### [DATA FOR REVIEW]
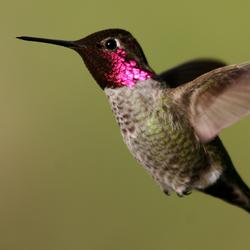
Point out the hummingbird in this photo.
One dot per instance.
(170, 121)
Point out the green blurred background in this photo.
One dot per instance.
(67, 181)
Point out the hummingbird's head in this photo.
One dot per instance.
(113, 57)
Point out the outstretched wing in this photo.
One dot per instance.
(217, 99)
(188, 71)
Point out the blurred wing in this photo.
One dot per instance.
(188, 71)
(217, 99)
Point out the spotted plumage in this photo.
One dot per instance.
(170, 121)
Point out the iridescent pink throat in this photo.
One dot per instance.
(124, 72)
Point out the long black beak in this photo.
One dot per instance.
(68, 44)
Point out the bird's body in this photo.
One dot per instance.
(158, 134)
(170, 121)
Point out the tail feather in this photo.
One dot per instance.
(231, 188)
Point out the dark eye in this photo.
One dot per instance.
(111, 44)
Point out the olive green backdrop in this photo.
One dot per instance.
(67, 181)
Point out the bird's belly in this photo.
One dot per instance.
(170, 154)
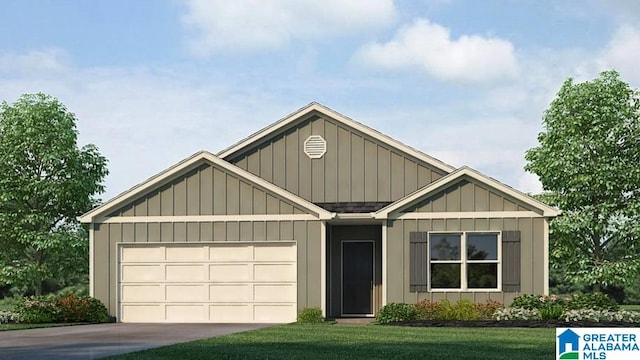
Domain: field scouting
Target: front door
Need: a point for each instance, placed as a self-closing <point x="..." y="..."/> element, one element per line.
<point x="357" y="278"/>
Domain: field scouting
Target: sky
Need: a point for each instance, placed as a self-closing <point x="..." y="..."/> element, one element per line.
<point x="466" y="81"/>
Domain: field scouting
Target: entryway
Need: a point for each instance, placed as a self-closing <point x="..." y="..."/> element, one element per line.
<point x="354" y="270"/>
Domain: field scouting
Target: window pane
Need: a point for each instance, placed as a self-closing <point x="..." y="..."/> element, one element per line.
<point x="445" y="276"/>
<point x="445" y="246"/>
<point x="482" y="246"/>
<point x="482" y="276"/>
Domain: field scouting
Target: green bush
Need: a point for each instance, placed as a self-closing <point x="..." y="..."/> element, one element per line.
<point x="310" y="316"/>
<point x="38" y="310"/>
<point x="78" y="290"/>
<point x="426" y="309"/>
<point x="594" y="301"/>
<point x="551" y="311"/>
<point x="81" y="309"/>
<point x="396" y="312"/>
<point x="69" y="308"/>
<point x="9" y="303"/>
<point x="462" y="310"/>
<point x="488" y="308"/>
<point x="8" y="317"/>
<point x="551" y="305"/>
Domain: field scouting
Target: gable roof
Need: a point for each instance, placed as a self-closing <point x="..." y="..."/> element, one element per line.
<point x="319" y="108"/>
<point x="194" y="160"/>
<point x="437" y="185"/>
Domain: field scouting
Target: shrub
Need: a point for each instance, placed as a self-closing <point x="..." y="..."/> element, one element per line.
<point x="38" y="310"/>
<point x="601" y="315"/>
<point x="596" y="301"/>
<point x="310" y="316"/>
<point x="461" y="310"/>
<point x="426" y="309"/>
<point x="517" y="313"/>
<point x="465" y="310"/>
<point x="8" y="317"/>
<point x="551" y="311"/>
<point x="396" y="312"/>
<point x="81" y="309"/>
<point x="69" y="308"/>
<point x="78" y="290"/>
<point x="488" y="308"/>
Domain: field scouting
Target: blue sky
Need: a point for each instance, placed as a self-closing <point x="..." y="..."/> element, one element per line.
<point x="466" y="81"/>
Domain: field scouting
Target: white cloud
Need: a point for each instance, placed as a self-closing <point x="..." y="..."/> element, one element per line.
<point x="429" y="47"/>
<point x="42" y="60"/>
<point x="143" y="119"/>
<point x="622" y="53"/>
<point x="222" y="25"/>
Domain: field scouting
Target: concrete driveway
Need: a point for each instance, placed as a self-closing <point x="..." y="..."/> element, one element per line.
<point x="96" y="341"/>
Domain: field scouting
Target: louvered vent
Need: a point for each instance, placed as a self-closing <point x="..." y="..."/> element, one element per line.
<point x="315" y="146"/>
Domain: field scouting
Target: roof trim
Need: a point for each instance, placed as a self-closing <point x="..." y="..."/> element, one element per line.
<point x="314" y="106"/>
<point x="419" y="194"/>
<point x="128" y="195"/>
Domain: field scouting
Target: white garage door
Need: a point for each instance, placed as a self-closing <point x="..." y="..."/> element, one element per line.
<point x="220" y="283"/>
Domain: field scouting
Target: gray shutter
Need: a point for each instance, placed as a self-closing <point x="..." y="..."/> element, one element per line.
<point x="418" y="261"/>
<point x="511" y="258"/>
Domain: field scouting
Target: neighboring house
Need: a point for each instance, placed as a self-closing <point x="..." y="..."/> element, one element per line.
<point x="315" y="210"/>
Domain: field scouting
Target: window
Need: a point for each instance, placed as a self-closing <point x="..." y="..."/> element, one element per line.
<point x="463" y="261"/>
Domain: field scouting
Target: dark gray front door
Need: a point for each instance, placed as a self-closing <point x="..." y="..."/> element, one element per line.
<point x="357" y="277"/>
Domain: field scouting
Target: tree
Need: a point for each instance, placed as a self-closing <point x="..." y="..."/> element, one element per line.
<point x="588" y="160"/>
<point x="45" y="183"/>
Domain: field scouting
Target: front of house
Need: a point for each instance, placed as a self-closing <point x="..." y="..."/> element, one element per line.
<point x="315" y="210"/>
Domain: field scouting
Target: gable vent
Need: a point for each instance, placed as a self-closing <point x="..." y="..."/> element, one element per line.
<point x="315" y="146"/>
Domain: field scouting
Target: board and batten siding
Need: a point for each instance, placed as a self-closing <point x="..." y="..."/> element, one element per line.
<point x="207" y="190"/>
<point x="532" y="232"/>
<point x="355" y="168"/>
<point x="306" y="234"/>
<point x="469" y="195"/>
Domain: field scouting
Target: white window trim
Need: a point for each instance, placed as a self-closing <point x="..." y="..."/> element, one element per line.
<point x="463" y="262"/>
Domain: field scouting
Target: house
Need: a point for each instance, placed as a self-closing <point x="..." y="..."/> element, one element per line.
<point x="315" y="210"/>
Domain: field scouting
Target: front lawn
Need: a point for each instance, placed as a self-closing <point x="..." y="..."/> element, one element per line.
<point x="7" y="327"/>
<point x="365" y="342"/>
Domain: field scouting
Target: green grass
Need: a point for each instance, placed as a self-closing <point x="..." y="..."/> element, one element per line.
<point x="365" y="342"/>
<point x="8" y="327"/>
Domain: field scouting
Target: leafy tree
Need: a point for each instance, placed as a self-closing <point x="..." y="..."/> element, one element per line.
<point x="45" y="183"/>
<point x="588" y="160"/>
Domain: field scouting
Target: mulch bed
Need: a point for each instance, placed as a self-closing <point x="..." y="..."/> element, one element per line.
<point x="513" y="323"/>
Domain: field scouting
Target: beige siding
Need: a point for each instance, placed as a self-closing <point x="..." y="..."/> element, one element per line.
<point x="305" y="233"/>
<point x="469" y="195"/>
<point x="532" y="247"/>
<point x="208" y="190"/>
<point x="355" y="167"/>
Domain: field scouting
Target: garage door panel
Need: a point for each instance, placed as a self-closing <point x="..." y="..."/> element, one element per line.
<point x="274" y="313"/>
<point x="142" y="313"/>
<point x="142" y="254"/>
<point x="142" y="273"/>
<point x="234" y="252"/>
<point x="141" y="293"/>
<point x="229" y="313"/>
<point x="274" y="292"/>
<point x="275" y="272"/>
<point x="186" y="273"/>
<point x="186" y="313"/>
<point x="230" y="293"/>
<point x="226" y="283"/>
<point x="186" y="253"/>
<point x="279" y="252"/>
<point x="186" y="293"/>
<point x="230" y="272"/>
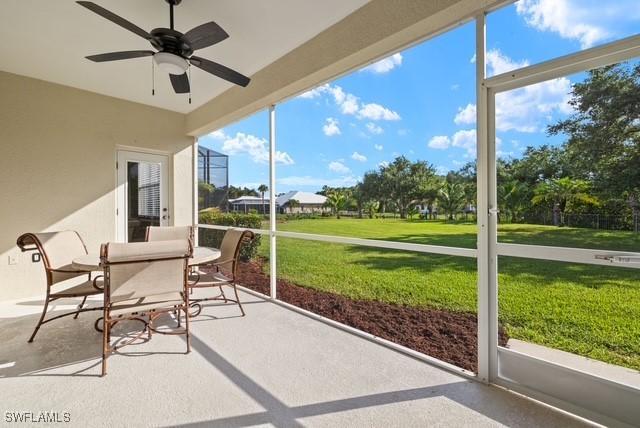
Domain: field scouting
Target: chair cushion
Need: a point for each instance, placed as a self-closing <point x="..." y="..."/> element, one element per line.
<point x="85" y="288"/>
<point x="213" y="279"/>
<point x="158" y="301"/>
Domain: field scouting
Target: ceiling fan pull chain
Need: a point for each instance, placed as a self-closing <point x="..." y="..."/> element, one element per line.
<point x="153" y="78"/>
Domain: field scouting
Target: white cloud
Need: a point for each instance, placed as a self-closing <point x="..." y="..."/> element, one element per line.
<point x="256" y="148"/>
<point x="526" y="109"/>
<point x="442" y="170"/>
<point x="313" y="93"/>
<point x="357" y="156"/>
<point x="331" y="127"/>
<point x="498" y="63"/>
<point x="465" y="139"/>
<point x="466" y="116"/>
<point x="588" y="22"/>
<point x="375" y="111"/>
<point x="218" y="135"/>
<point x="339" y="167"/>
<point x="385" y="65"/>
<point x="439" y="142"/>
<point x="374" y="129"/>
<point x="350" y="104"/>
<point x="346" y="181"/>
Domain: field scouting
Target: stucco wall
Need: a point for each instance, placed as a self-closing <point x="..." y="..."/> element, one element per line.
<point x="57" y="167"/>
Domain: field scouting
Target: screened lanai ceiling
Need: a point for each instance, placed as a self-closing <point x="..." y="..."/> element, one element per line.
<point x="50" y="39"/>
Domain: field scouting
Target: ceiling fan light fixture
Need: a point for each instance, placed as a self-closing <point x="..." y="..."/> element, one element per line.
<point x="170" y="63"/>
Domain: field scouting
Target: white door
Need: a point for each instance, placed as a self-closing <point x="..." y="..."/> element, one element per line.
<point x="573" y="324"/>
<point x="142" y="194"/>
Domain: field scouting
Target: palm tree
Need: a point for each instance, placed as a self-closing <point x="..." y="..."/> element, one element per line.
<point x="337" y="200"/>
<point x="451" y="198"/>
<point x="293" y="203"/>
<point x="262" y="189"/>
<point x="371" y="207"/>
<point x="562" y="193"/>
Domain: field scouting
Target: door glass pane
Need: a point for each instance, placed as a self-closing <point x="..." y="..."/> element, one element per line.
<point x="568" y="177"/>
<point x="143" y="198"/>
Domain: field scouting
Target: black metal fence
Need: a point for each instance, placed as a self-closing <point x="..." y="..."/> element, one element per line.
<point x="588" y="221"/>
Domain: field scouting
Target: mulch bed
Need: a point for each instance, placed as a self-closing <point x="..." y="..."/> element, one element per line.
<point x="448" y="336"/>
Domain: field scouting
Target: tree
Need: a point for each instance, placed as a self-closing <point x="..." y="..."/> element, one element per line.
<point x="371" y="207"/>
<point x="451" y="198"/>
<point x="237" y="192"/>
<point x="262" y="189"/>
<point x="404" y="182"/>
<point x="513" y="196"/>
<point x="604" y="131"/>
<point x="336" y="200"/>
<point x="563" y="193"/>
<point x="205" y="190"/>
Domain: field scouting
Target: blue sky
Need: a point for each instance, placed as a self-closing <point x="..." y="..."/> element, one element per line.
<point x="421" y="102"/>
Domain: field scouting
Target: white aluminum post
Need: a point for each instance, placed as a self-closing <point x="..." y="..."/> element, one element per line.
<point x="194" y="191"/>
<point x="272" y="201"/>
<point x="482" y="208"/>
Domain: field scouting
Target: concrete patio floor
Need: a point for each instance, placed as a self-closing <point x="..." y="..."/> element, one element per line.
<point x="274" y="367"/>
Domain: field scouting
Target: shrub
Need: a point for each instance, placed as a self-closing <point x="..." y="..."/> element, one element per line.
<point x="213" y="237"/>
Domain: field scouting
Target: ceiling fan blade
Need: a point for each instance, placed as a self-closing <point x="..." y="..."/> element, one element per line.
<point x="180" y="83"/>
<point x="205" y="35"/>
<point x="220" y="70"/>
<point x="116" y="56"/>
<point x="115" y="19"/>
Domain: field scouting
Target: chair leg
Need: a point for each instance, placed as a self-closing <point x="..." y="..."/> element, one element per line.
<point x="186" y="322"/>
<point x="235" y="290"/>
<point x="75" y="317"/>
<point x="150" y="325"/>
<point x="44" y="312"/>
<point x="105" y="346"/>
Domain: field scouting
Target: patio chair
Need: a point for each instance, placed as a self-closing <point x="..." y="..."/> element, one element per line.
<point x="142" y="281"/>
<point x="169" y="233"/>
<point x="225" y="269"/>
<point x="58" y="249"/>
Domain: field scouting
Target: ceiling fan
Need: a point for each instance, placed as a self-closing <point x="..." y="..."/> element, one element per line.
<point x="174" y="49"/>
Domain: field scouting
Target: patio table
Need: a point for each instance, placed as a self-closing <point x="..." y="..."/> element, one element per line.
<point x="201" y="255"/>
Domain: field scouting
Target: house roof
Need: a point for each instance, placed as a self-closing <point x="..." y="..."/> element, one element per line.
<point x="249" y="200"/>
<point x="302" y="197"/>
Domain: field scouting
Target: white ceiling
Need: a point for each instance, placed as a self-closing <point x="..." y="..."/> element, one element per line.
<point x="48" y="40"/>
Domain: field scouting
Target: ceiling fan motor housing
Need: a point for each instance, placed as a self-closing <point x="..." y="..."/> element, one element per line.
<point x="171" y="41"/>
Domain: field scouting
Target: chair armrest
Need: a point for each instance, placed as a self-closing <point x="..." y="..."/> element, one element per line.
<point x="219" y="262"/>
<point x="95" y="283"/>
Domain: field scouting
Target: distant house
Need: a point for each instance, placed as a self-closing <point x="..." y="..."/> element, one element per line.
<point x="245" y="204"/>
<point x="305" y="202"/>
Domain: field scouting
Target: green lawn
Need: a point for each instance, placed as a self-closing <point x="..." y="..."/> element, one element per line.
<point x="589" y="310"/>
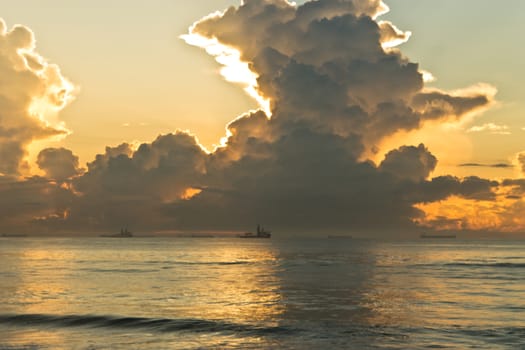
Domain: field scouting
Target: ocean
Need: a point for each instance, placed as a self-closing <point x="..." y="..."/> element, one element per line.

### [WORK ORDER]
Find the count of lines in the data above where the word "garage" occurs, and write down only that count.

### [RESPONSE FOR THIS EXERCISE]
2